OBJETIVO DECLARADO A — Filtre os registros e copie cada linha que contenha a palavra "mask", respeitando a diferença entre maiúsculas e minúsculas.

Embora a falta de controle estatal tenha tornado relativamente fácil a entrada de brasileiros na mineração de pequena escala no Suriname, a integração à multiétnica sociedade local se revela uma tarefa bem mais difícil, como mostrou o ataque do último dia 24.
Na capital, Paramaribo, é comum ouvir comentários negativos sobre os imigrantes brasileiros. Os garimpeiros são criticados por não pagarem impostos e por não falarem holandês (língua oficial) nem sranantongo (dialeto local). Surinameses criticam as roupas das brasileiras como "indecentes" e setores da mídia ajudam a construir essa imagem, rotulando brasileiros de ilegais e criminosos.
Quem descreve esse cenário são as antropólogas holandesas Marieke Heemskerk e Marjo de Theije, que entrevistaram 175 garimpeiros brasileiros no Suriname em estudo publicado em outubro deste ano.
Apesar de haver registros de garimpeiros brasileiros no país desde os anos 1970, esse fluxo cresceu a partir de 1992, após o fim da guerra civil de sete anos que opôs o então governo militar a insurgentes maroons (ou "marrons", na forma aportuguesada), descendentes de escravos africanos fugidos que formam o grupo étnico que atacou os brasileiros em Albina.
Foi inclusive um líder maroon que, após a guerra, convidou brasileiros a minerar ouro em áreas tomadas do governo no conflito, afirmam Heemskerk e Theije. Apesar de não terem posse formal sobre as terras que usam há séculos, acreditam ser os donos das áreas.
Como a lei de mineração local, de 1986, autoriza a atividade apenas a quem tem concessão, e só surinameses podem receber essas licenças, toda a atividade mineira dos brasileiros é praticamente ilegal.

Ausência estatal
Mas a lei historicamente é pouco aplicada, diz o estudo, sobretudo pela presença limitada do governo no interior do país. Um exemplo é a região do rio Marowijne, onde fica Albina, tomada pela extração artesanal de ouro e que divide o país com a Guiana Francesa.
"Quase não há polícia, militares ou representantes do governo em áreas de mineração. Ninguém pede documentos quando estrangeiros vendem ouro ou entram em um avião para uma área de extração", afirmam Heemskerk e Theije. Mesmo sem visto ou passaporte, dizem, garimpeiros brasileiros não encontram problemas.
A avaliação é reforçada pelo senador Eduardo Azeredo (PSDB-MG), que visitou o Suriname em novembro na primeira missão parlamentar brasileira ao país. "A venda de ouro e de equipamentos para garimpo é livre. Falta ação pública efetiva", disse à Folha.
Ainda que brasileiros tenham levado disciplina e tecnologia ao garimpo, e o relativo isolamento na selva diminua as diferenças com os maroons, há conflito de interesses. O estudo relata dois casos semelhantes ao ataque de Albina, ocorridos em 1999 e em 2000, quando garimpeiros brasileiros foram expulsos com violência por maroons após incidentes isolados entre os grupos.

LINHAS DE REGISTROS —

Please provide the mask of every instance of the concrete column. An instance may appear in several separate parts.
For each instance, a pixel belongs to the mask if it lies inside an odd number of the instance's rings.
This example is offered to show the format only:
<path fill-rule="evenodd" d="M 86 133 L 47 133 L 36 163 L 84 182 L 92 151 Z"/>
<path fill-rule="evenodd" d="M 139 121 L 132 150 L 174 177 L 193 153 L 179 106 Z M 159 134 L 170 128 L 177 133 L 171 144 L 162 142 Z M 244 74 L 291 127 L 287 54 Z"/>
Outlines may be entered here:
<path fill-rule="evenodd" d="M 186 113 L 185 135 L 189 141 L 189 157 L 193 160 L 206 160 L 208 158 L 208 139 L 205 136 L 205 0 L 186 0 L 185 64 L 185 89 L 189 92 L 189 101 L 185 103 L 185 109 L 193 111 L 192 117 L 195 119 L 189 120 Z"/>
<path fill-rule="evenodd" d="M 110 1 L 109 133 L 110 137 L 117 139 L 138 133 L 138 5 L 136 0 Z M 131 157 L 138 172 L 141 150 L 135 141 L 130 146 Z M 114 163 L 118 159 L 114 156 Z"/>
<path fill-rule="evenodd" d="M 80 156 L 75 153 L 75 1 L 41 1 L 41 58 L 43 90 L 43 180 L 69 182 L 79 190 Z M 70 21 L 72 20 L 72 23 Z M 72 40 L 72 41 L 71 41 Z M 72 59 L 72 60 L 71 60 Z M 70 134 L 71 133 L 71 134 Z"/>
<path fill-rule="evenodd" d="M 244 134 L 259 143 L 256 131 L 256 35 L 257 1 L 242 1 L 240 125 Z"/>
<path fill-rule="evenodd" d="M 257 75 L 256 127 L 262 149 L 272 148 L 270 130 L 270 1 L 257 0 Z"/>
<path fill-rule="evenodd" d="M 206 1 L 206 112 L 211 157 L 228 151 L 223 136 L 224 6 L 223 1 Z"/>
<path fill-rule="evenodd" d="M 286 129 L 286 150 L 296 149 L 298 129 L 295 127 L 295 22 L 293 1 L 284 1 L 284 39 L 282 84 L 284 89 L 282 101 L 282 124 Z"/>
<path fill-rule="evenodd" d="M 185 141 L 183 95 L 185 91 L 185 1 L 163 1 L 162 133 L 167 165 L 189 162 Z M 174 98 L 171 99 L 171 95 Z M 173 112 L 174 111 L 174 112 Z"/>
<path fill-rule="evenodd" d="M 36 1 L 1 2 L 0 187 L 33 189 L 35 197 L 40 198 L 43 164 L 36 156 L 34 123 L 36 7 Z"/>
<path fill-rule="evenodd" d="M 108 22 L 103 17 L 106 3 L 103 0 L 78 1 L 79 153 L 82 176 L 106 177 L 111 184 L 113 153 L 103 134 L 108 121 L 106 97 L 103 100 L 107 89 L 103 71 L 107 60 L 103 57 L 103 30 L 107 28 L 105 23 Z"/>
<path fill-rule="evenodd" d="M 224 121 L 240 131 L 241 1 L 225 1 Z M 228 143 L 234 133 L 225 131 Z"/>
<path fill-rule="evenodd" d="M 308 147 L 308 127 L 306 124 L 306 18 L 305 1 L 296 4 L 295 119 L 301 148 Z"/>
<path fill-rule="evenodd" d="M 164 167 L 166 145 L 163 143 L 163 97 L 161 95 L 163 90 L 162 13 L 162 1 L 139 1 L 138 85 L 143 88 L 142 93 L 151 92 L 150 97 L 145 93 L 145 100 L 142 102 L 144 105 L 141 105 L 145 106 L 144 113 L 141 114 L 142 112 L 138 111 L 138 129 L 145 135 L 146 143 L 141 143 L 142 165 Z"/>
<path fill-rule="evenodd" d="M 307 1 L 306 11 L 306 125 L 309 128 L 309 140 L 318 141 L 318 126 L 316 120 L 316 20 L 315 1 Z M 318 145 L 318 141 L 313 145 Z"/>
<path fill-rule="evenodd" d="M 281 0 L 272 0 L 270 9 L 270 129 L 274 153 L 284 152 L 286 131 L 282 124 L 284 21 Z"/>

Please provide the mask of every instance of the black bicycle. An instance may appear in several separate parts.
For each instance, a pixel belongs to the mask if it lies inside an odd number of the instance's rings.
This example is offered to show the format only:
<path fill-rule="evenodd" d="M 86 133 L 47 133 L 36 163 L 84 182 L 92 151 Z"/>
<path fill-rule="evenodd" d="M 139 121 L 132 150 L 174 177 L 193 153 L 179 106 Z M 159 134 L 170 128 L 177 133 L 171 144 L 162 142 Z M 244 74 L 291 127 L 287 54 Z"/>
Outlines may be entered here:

OBJETIVO DECLARADO B — Redigite fielmente o trecho do texto sobre os garimpeiros brasileiros no Suriname que vai de "Apesar de haver" até "brasileiros em Albina.".

RESPOSTA A —
Please provide the mask of every instance of the concrete column. An instance may appear in several separate parts.
For each instance, a pixel belongs to the mask if it lies inside an odd number of the instance's rings.
Please provide the mask of every instance of the black bicycle. An instance may appear in several separate parts.
For each instance, a pixel belongs to the mask if it lies inside an odd number of the instance's rings.

RESPOSTA B —
Apesar de haver registros de garimpeiros brasileiros no país desde os anos 1970, esse fluxo cresceu a partir de 1992, após o fim da guerra civil de sete anos que opôs o então governo militar a insurgentes maroons (ou "marrons", na forma aportuguesada), descendentes de escravos africanos fugidos que formam o grupo étnico que atacou os brasileiros em Albina.